Omit all pictures, then retype exactly the lines from the one that contains "tray in this photo." through the end of the listing.

Location annotation dataset excerpts
○ ○ ○ ○

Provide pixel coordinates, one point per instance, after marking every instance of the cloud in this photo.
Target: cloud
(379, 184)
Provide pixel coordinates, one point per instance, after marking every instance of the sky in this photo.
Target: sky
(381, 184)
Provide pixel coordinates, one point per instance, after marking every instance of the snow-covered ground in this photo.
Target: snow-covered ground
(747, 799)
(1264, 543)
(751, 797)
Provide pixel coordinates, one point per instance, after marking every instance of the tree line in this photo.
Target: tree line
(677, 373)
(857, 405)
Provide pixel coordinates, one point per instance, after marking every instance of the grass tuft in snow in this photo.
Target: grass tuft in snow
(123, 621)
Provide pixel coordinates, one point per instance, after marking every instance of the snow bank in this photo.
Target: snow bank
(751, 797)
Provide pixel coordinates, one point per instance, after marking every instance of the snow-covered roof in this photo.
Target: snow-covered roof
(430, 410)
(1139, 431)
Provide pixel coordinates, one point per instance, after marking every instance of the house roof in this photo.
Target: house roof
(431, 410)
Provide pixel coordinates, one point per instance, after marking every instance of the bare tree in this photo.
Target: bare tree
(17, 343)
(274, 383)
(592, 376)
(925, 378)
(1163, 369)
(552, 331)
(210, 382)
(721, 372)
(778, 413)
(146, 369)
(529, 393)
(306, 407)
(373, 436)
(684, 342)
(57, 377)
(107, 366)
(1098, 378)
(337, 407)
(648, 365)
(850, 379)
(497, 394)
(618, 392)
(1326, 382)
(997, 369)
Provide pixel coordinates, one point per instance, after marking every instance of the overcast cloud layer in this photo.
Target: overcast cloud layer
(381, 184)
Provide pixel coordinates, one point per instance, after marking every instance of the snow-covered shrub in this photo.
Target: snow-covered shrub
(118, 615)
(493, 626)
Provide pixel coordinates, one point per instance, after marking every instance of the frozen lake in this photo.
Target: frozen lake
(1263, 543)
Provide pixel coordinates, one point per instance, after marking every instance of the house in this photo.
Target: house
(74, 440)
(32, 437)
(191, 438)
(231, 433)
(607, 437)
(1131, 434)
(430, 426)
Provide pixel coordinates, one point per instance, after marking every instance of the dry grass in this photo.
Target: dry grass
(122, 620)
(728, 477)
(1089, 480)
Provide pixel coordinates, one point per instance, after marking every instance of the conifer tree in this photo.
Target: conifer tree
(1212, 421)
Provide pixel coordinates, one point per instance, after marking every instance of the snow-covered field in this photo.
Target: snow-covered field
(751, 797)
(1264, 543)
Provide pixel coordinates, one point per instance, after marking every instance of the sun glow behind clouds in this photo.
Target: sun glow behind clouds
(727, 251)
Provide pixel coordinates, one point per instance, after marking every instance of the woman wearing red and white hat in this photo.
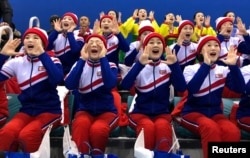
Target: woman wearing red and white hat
(37, 75)
(94, 77)
(152, 78)
(203, 111)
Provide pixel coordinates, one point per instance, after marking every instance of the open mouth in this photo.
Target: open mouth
(188, 35)
(228, 31)
(30, 46)
(94, 51)
(155, 51)
(66, 25)
(212, 54)
(106, 27)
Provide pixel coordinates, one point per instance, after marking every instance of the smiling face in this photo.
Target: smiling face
(94, 48)
(143, 35)
(231, 15)
(199, 18)
(142, 14)
(170, 18)
(31, 41)
(212, 50)
(67, 22)
(228, 26)
(84, 20)
(106, 25)
(155, 47)
(187, 32)
(113, 14)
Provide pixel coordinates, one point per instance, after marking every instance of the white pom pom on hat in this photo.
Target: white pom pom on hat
(221, 20)
(40, 32)
(203, 40)
(72, 15)
(145, 25)
(152, 35)
(184, 23)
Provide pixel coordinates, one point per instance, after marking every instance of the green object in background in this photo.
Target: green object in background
(121, 56)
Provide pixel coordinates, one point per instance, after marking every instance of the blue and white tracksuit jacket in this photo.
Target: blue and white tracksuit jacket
(152, 83)
(94, 81)
(67, 48)
(37, 78)
(205, 85)
(115, 43)
(244, 105)
(186, 54)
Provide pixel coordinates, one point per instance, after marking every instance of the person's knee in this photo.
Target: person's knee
(99, 130)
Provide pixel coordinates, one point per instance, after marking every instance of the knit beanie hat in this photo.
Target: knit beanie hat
(203, 40)
(145, 25)
(72, 15)
(106, 16)
(98, 36)
(40, 32)
(183, 23)
(152, 35)
(221, 20)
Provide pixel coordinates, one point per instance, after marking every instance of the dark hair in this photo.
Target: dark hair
(196, 14)
(225, 14)
(53, 18)
(200, 57)
(116, 13)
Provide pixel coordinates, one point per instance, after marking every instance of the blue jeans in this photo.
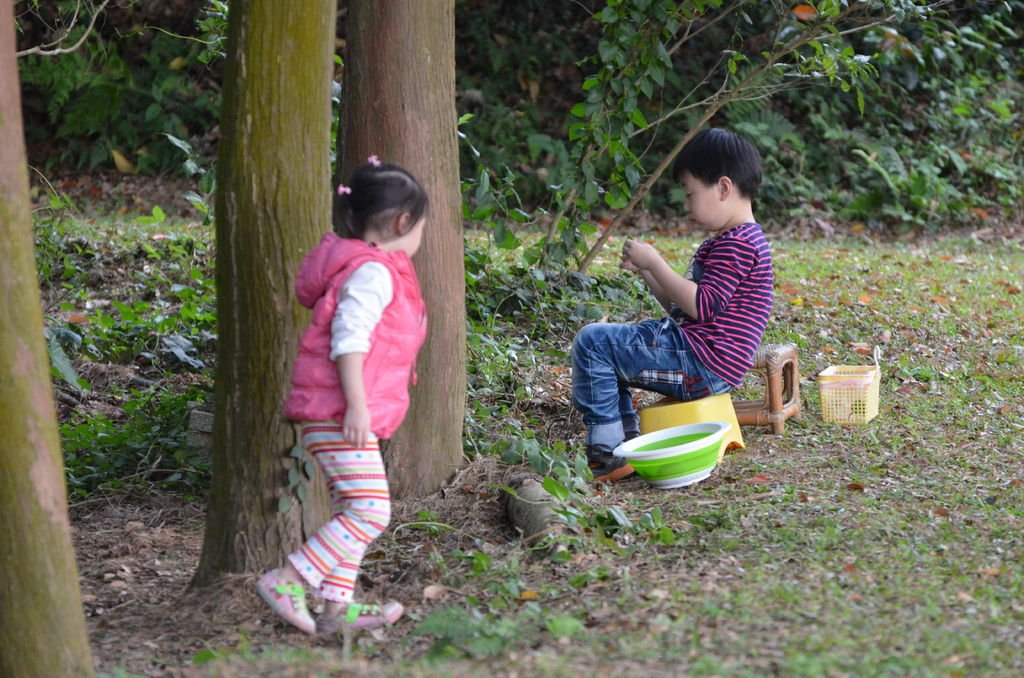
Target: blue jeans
(608, 359)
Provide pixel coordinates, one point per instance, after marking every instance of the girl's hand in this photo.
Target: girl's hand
(356, 425)
(638, 256)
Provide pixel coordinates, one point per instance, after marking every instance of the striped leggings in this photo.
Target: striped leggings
(360, 509)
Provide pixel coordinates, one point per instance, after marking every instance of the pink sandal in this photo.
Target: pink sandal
(288, 599)
(358, 617)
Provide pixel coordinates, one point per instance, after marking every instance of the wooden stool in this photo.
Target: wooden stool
(777, 366)
(669, 412)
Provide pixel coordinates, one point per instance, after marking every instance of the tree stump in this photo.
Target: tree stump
(531, 510)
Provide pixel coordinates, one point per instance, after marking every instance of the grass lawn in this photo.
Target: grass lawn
(892, 548)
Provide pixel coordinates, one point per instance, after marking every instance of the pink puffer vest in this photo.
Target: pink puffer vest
(389, 366)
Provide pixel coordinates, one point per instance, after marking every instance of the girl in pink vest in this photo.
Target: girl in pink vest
(350, 387)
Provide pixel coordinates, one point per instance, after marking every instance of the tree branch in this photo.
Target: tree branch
(42, 50)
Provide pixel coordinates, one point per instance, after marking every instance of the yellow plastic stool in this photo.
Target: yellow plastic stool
(669, 412)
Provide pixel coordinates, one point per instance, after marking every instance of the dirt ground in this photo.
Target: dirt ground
(136, 555)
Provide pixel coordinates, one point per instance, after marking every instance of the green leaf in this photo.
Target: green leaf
(555, 489)
(61, 365)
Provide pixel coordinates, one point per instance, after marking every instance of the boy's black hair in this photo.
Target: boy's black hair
(376, 195)
(715, 153)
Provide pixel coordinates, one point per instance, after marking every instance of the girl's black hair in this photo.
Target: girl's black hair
(716, 153)
(375, 196)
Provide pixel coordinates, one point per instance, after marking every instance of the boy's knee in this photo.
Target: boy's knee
(585, 337)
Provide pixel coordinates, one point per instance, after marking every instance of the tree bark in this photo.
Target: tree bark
(42, 628)
(398, 103)
(273, 202)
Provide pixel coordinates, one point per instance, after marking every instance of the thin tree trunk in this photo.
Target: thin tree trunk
(399, 104)
(272, 204)
(42, 628)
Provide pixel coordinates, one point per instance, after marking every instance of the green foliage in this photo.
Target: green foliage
(145, 446)
(164, 323)
(85, 103)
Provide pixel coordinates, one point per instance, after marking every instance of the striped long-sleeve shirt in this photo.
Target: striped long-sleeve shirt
(734, 277)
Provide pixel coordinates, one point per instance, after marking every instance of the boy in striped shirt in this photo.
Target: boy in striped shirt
(716, 311)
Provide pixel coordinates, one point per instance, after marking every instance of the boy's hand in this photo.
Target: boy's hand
(638, 256)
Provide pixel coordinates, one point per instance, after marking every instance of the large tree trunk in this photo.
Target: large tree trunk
(399, 104)
(273, 180)
(42, 628)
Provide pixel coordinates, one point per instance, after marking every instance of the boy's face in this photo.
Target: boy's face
(707, 204)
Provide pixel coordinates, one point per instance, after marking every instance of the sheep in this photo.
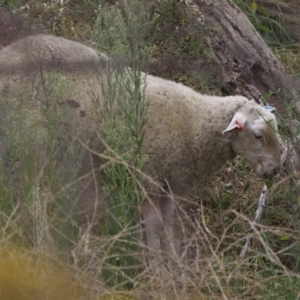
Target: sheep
(188, 136)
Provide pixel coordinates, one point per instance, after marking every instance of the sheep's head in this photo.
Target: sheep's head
(256, 140)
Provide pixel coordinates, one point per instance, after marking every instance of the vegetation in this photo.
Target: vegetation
(213, 223)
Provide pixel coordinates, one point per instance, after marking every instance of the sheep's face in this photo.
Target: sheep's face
(256, 140)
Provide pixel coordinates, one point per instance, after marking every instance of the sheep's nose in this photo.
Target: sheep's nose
(276, 171)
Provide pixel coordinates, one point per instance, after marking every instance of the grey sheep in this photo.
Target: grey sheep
(188, 136)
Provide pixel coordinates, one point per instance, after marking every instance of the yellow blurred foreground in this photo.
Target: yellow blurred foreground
(30, 275)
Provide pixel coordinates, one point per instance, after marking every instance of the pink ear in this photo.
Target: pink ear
(237, 123)
(240, 126)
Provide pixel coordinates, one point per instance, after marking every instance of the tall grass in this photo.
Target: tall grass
(39, 167)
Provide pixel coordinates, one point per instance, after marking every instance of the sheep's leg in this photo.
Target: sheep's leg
(167, 207)
(153, 224)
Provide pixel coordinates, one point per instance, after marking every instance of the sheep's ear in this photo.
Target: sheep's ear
(238, 122)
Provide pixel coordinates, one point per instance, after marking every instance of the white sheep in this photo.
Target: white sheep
(188, 136)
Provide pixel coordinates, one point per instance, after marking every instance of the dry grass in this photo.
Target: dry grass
(43, 256)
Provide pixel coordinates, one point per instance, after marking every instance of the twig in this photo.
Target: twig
(262, 202)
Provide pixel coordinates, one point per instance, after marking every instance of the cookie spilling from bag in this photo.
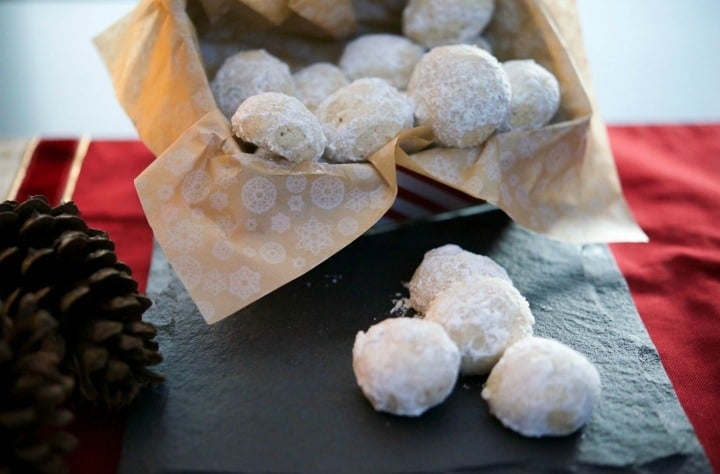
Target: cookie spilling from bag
(437, 71)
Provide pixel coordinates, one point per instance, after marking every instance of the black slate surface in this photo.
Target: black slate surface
(272, 389)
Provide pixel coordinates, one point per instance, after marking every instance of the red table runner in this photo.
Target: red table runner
(671, 179)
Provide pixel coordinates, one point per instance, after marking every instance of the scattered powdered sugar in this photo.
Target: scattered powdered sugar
(401, 306)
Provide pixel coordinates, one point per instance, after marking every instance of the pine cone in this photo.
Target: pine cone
(34, 391)
(76, 277)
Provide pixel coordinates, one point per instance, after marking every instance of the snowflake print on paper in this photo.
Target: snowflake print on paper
(314, 236)
(244, 283)
(295, 183)
(327, 192)
(164, 192)
(272, 252)
(557, 158)
(444, 169)
(357, 200)
(189, 269)
(226, 224)
(251, 224)
(379, 197)
(296, 203)
(223, 250)
(218, 200)
(348, 226)
(258, 194)
(196, 186)
(183, 236)
(169, 214)
(197, 213)
(214, 282)
(280, 223)
(225, 176)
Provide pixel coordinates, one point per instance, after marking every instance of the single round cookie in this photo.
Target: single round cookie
(483, 316)
(461, 92)
(405, 366)
(281, 124)
(360, 118)
(317, 81)
(535, 95)
(433, 23)
(444, 266)
(248, 73)
(541, 387)
(389, 57)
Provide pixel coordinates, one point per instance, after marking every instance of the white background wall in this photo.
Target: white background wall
(653, 61)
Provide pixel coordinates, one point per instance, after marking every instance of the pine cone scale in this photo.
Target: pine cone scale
(71, 330)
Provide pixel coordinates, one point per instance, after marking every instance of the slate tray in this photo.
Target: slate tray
(272, 389)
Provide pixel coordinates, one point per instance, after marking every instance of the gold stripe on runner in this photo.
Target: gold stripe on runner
(75, 167)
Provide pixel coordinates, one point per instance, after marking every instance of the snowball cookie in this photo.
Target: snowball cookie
(436, 23)
(461, 92)
(405, 365)
(281, 124)
(535, 95)
(541, 387)
(483, 316)
(360, 118)
(444, 266)
(389, 57)
(317, 81)
(248, 73)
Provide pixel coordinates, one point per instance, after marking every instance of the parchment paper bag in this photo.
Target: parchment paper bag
(236, 226)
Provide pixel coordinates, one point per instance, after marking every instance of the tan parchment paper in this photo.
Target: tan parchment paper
(235, 225)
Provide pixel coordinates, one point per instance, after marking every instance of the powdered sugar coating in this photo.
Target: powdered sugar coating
(387, 56)
(436, 23)
(248, 73)
(483, 316)
(535, 95)
(315, 82)
(444, 266)
(281, 124)
(360, 118)
(461, 92)
(541, 387)
(405, 366)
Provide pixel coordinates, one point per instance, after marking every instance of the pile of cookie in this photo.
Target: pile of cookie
(471, 320)
(440, 73)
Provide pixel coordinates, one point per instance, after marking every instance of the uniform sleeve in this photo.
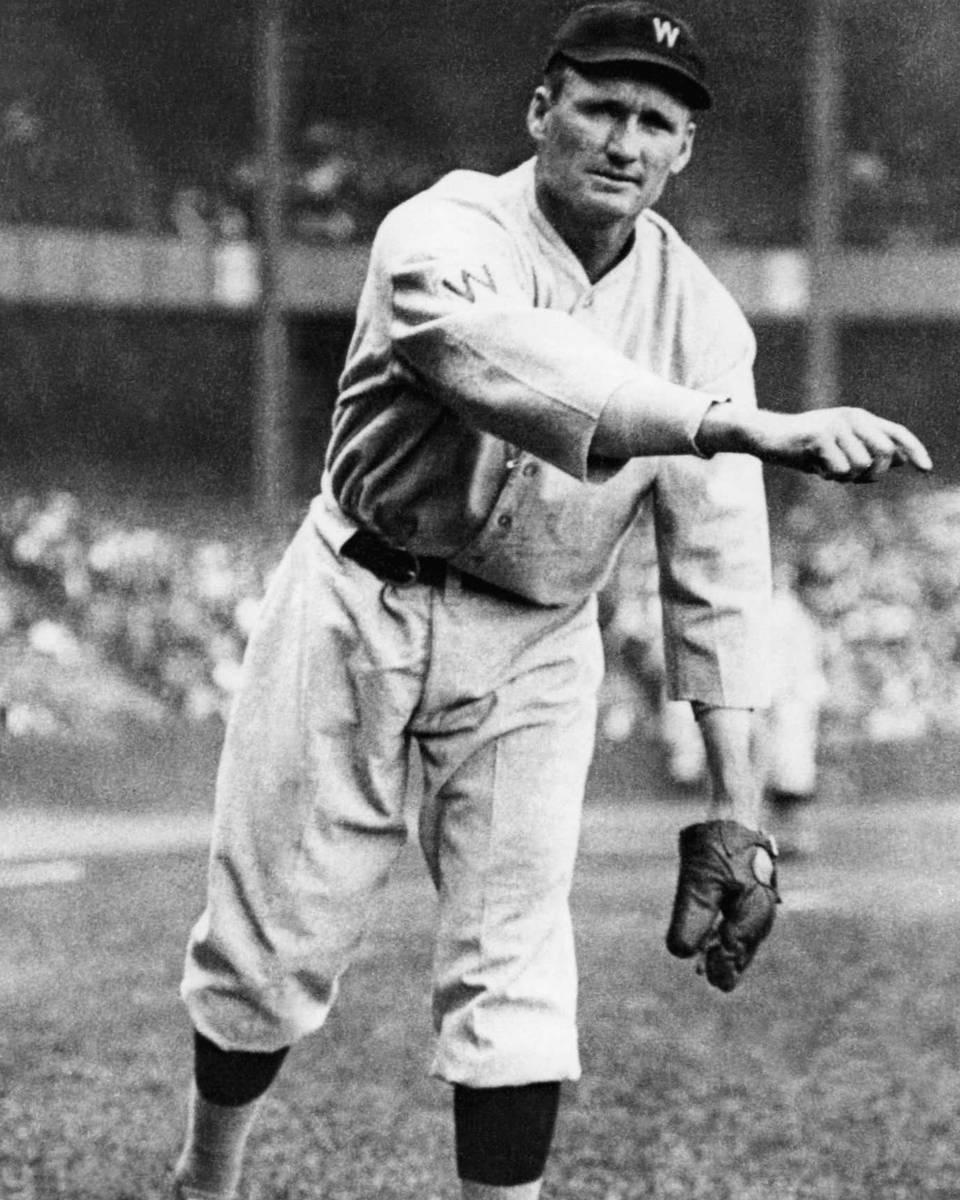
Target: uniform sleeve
(713, 550)
(466, 324)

○ ○ ○ ○

FINISHED ANSWER
Provide pixel coordinates, one point per instance, after marking every instance of the slate tray in this photo.
Target: slate tray
(272, 389)
Provide pixel coordinates, one point per instance, after marking every instance of the gold stripe on runner in this photo.
Target: gold stripe on runner
(75, 167)
Provide pixel coordinates, one point per instance, after marking every instance of the snowball cookie in this photo.
Target: snowball cookie
(436, 23)
(461, 92)
(405, 365)
(281, 124)
(535, 95)
(541, 387)
(483, 316)
(360, 118)
(444, 266)
(389, 57)
(317, 81)
(248, 73)
Provide pixel coordinates, one point per instance, after marking every instance of the parchment paper bag in this photo.
Target: parchment paper bag
(236, 226)
Provide pixel coordinates, one point per instance, after marking every instance of the tan parchment paper in this photo.
Target: tan parchment paper
(235, 225)
Provide pixel coordinates, one point per instance, after marking every instance of the powdered sugar coating in this photo.
Target: powdered sugar coating
(387, 56)
(436, 23)
(248, 73)
(483, 316)
(535, 95)
(315, 82)
(444, 266)
(281, 124)
(360, 118)
(461, 92)
(541, 387)
(405, 366)
Provide pixel coordinates, one point per instance, after marking every instance of the pile of cookie in this photo.
Target: pile of cookie
(471, 320)
(440, 73)
Provide pixel coordinates, one point per instance, after marking every instance of the uniform sleeve in this photo.
Target: uniform sleeve
(713, 550)
(466, 324)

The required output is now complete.